**Exercise prompt:**
Extend the blog post about the camera left at the park, starting right after its last sentence.

Aug 25

A terrible thing to lose…

Tag: On [single] motherhood...cerebralmum @ 11:50 pm

It was 9:30pm and I was starting a post about our days at the park. I had pictures. I went over to the pram to grab my camera from the nappy bag hanging off the handles.

It wasn’t there.

And I’d been busy. There were so many photos I hadn’t yet had time to upload on that aptly-named memory card; photos from Mum’s visit, from Caspar’s surgery. Photos from today. Photos which marked an amazing change in Caspar as a little human being. Which I was going to write about.

I remembered putting the camera down beside the red slide when Caspar walked over to me. I remembered going to play on the see-saw, and going to have one last turn on the swings before Big Sis called to see if I would take her to the supermarket. So home we went.

Once my brain had taken that split second to process those movements, I was frozen. I had a sleeping baby in my bedroom but I had to go to the park. I’m lucky. I could. Big Sis, whose house I am living in, was only a step away, watching the football and waiting for pizza with her boyfriend in the house behind us on this dual occupancy lot. They came over to stay with Cas while I sped out onto the road and took a right. Parking half over the curb, I left the lights on and barefoot, wearing only a singlet, I ran outside into the winter, over the grass and over the bark to the red slide.

It wasn’t there.

I drove home still frozen. Big Sis and B came out to meet me and I burst into tears. Not just tears but those deep, sorrowful, heartbroken tears; the kind only a woman can cry, the kind you cry when you know your loss is irrevocable.

**Data listing:**

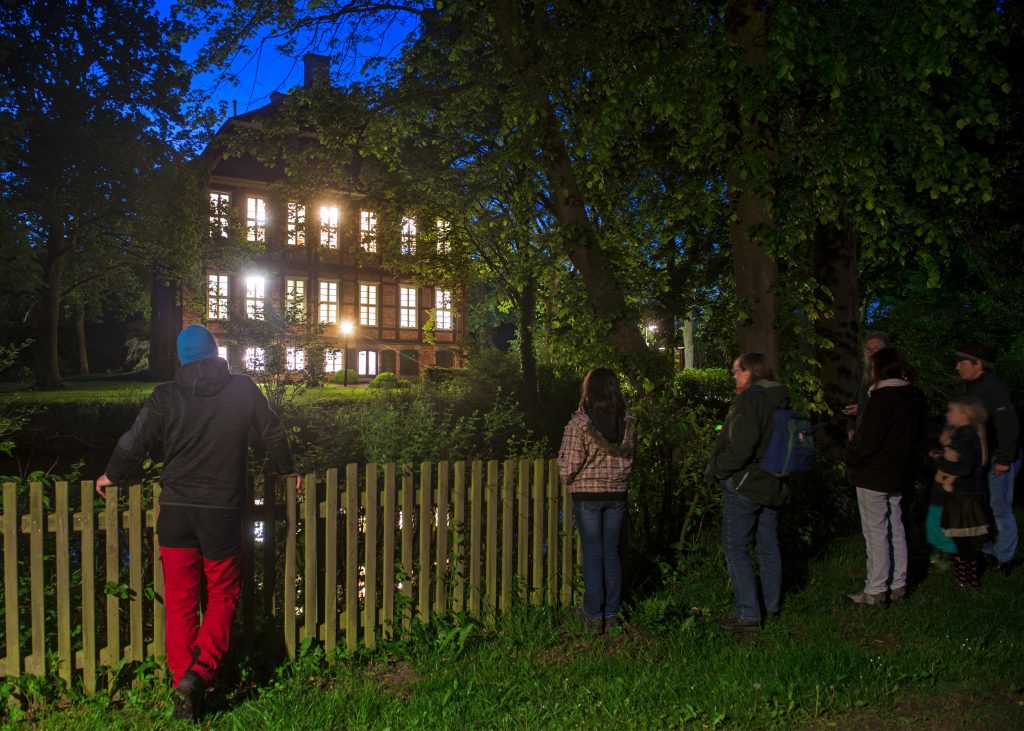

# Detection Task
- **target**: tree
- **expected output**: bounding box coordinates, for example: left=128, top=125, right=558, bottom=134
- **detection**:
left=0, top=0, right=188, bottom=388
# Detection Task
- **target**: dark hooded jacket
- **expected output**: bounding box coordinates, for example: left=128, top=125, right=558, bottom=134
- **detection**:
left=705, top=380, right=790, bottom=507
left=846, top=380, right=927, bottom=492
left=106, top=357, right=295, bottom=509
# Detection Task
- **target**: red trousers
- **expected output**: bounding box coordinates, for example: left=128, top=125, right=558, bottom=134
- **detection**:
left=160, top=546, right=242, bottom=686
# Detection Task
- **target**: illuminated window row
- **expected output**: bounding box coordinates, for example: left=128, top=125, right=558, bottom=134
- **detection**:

==

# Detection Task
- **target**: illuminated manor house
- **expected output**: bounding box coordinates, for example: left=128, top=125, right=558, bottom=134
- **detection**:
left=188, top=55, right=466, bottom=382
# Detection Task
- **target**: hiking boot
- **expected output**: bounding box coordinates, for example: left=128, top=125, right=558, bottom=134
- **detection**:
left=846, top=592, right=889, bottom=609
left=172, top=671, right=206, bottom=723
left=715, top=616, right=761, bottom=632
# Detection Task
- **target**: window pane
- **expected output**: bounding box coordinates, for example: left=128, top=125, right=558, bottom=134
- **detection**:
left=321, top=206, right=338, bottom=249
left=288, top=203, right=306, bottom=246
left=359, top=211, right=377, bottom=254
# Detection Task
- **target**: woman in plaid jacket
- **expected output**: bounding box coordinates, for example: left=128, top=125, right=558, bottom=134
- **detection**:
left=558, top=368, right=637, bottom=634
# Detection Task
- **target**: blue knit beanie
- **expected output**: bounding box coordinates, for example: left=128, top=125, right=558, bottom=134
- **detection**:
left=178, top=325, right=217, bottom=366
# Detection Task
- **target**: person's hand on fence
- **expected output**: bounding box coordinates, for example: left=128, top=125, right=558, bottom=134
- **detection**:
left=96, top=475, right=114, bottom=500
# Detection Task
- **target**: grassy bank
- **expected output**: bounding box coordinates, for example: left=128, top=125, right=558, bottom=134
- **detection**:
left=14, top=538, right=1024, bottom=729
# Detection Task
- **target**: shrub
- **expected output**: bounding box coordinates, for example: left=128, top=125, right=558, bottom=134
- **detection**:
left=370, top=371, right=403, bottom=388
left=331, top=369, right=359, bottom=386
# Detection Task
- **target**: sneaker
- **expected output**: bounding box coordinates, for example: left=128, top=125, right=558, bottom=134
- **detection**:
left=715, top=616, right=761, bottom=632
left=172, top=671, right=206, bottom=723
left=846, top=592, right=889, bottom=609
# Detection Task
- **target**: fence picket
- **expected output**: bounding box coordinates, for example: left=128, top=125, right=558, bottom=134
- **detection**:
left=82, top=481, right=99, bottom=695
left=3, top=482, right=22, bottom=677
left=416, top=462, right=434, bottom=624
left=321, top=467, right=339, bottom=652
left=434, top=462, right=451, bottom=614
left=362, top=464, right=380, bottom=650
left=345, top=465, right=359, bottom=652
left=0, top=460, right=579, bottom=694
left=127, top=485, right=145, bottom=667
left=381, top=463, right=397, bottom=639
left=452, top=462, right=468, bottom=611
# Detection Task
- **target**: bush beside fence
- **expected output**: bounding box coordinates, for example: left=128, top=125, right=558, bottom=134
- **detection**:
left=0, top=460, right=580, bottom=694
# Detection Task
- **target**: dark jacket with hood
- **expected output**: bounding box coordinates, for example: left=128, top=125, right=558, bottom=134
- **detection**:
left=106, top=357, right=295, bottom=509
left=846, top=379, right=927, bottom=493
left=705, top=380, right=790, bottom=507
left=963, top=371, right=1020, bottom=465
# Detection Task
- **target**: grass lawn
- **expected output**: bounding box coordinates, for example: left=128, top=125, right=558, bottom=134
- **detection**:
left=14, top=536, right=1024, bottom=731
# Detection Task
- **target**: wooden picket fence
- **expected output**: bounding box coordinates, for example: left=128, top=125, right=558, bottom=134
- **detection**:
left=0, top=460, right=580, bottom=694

**Result below:**
I walked into the house. I couldn’t speak. Big Sis, in her dressing gown, came toward me to envelop me in her Big Sis arms but she stepped away from me abruptly when she saw, plain as day, my camera sitting on top of Caspar’s bookshelf.

This is a really funny story. It should be funny. A blind panic from a mother whose brain is still not functioning at full capacity. A mind is a terrible thing to lose. That’s my punchline, right? But I’m not ready to laugh yet.

These digital remnants I get to keep are a drop in the ocean for a mother who, so many times a day, sees something new in her son, sees him grow, sees him change, sees him approach the world from different angles, sees him constantly becoming that little human being she already knew he was before she gave birth to him.

But they’re what I get to keep. They’re what I can look at now, while he’s sleeping, so I don’t go and pick him up and disturb his rest just so I can hold him. They’re what I will be able to look at when he’s grown and gone and I can no longer glance up from the dishes or my computer or the chopping board and be overcome by the transcendent perfection of this person I created and yet can take no credit for.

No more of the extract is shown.